» Extract provided:
-----
Latest posts by Topbird

Visit to the Old Vicarage Gardens, East Ruston, Norfolk. 19/07/14

Posted: 25/06/2014 at 11:27

Likewise - always good to meet fellow gardeners.

Hope they do coffee & walnut cake in the tea room - it's the law that I have to have a slice with builders tea after walking round a garden  - either that or a half of Adnams with smokey bacon crisps 

Visit to the Old Vicarage Gardens, East Ruston, Norfolk. 19/07/14

Posted: 25/06/2014 at 10:12

I've been wanting to visit E Ruston for ages and would love to join you if that's OK.

 

Help for flooded gardens

Posted: 25/06/2014 at 08:43

So pretty - esp love the rose arch & grass - well done you.

Is that a scarecrow in your veggie beds? Does he work? I am doing battle royal with pigeons so that cd be an idea for me!

Mini Greenhouse Plants

Posted: 20/06/2014 at 22:35

Likewise. I lost a lot of March and the whole of April to more pressing commitments & have been playing 'catch up ' with the garden ever since. The garden itself now looks ok but my veggie & perennial seedlings are pathetic (the local vole & mice population don't help either!). Just hoping lots of water, a bit of TLC & a bit of cheating via garden centre plugs might allow me to salvage something this year.

In short Knathan - you're not alone - far from it!!!

 

Papaver somniferum seed

Posted: 20/06/2014 at 22:28

Thx everybody. Will keep some sed from the 2 best plants & see what comes up next year!!

 

Overgrown garden - please help

Posted: 20/06/2014 at 16:15

What would you like to do with the garden?

Are you hoping to make some beds / grow veg and develop some green fingers or are you just looking for a 'green space' to sit & chill with a glass of something cool?

For now I'd be tempted to strim the grass back to see exactly what's there (if you're only planning to do this once it might be cheaper to hire than buy) and keep looking out for anything that's growing that you might want to keep.

Once it's strimmed you can mow it a couple of times to see if you can make a lawn of the grass.

If it's all too rough, dig it out (weedkill and rotovate) and turf or seed in the autumn, making beds where you want them.
-----
» Data section:

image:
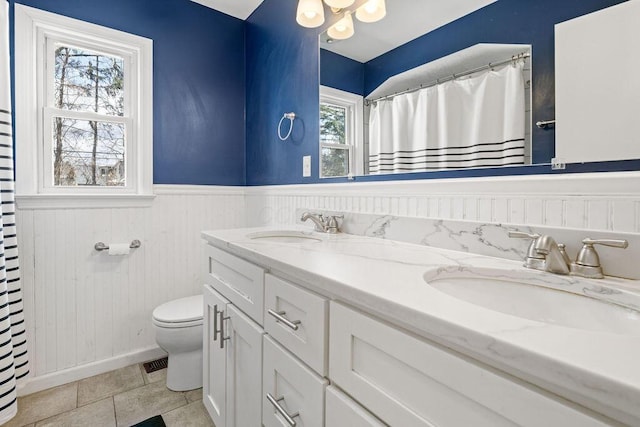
-----
» Exercise tasks:
- 1) In the gardening forum posts, what does the poster hope the tea room serves?
- 2) Write out the part of the gardening forum posts from "Are you hoping" up to and including "of the grass.".

» Results for each task:
- 1) Coffee and walnut cake.

- 2)
Are you hoping to make some beds / grow veg and develop some green fingers or are you just looking for a 'green space' to sit & chill with a glass of something cool?

For now I'd be tempted to strim the grass back to see exactly what's there (if you're only planning to do this once it might be cheaper to hire than buy) and keep looking out for anything that's growing that you might want to keep.

Once it's strimmed you can mow it a couple of times to see if you can make a lawn of the grass.